[GIVEN RECORDS]:
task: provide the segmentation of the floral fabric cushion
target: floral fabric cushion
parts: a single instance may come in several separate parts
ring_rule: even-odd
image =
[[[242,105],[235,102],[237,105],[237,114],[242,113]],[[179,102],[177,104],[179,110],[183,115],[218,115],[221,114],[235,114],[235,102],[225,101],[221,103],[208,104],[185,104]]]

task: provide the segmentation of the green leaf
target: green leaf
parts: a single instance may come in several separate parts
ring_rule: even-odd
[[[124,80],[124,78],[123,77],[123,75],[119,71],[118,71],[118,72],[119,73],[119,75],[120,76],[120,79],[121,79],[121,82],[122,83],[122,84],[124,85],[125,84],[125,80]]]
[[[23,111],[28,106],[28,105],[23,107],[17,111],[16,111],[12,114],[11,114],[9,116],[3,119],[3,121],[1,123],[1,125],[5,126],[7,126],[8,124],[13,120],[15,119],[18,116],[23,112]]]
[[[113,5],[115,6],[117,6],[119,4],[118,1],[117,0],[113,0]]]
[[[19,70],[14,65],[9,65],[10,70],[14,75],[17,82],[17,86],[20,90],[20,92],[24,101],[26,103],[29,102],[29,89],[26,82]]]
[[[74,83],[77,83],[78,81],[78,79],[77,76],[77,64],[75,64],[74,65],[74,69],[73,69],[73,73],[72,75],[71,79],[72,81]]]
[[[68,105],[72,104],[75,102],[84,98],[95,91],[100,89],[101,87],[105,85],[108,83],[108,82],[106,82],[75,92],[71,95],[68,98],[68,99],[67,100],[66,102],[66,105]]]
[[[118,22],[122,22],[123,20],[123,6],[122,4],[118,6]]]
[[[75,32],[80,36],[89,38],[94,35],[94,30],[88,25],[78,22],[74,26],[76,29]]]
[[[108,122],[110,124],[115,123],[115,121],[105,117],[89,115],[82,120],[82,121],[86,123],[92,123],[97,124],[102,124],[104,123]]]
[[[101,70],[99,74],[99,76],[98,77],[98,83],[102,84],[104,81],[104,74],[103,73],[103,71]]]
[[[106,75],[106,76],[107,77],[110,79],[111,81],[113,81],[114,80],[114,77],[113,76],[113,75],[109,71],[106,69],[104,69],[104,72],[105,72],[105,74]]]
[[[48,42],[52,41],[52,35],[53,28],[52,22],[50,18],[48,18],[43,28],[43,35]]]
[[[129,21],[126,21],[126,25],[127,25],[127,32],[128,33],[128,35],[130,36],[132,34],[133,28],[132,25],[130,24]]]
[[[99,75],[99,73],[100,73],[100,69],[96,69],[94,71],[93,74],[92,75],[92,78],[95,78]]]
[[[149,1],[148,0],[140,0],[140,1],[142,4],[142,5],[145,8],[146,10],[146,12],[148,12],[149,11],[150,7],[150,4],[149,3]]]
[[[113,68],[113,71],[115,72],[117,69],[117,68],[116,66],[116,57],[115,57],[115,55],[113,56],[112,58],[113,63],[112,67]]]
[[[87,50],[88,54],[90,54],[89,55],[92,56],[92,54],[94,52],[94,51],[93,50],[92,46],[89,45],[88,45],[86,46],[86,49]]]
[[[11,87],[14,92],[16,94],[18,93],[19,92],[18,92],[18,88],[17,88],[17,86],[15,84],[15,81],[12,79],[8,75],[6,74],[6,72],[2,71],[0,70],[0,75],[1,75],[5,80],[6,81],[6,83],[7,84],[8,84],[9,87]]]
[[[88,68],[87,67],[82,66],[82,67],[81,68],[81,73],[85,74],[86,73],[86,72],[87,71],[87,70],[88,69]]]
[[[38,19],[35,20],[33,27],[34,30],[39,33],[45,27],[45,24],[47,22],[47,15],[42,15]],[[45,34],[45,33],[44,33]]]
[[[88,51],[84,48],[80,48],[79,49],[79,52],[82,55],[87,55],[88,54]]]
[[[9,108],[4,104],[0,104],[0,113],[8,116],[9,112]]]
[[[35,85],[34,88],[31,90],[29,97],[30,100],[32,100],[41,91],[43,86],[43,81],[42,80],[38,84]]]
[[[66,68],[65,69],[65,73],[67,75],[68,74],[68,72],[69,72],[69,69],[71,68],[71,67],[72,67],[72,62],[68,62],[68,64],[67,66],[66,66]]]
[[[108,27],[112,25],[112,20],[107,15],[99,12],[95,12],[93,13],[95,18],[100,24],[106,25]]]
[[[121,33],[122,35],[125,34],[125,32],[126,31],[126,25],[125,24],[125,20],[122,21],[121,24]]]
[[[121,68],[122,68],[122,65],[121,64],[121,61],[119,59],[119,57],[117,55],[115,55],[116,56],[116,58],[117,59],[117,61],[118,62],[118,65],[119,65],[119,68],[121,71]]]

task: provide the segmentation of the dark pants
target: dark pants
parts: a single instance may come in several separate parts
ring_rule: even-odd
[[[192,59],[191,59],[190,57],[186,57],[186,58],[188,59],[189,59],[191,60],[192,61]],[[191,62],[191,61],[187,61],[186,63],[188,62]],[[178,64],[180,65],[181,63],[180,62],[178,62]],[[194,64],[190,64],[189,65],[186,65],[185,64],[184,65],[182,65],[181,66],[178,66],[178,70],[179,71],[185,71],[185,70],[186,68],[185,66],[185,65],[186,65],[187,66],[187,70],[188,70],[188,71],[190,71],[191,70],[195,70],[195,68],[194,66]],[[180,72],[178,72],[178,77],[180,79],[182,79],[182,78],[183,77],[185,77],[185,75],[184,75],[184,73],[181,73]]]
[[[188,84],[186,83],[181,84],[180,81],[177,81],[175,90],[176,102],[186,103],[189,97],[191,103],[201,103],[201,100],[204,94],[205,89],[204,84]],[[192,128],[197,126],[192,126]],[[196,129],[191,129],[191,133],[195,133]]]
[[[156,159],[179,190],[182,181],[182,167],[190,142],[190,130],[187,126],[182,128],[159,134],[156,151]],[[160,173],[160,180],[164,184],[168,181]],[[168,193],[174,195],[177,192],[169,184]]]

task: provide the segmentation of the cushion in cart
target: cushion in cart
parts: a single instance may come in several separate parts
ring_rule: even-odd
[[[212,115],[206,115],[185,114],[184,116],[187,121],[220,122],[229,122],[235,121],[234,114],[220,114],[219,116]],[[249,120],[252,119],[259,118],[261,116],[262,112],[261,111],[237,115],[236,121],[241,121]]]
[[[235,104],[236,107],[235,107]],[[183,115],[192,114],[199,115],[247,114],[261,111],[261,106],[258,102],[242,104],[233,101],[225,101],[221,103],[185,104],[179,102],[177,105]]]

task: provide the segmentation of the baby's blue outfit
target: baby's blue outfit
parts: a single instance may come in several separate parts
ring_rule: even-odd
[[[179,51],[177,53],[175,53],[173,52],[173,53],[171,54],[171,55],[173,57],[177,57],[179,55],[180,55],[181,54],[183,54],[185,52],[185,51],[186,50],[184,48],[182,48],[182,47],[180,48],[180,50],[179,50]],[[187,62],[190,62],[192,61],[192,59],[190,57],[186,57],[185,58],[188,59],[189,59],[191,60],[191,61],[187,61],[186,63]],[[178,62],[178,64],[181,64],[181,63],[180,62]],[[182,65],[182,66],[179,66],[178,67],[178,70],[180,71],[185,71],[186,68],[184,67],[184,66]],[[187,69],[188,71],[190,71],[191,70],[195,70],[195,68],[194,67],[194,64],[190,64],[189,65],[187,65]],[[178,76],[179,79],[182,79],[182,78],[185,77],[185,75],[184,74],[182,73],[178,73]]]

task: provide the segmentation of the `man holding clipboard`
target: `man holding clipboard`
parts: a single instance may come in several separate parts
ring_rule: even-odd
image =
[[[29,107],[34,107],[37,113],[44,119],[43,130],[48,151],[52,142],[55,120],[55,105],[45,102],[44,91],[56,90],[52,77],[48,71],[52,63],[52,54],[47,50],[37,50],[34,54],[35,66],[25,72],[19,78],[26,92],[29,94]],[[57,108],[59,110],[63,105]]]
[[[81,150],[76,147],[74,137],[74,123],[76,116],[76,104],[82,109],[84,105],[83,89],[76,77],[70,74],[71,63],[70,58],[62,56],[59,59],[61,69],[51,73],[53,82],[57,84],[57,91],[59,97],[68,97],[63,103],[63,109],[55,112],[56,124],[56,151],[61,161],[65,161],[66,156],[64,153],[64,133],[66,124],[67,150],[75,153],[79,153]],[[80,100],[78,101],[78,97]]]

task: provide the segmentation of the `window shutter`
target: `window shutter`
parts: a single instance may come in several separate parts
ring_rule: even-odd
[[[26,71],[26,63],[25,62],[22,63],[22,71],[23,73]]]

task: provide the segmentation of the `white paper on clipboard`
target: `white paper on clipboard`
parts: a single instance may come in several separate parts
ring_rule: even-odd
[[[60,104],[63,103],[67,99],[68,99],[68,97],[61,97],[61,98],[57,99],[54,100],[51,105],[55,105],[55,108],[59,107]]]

[TASK OBJECTIVE]:
Find every line in the records that contains the string "paper", and copy each of those lines. Case counts.

[FINISHED ANSWER]:
task: provide the segmentation of the `white paper on clipboard`
target: `white paper on clipboard`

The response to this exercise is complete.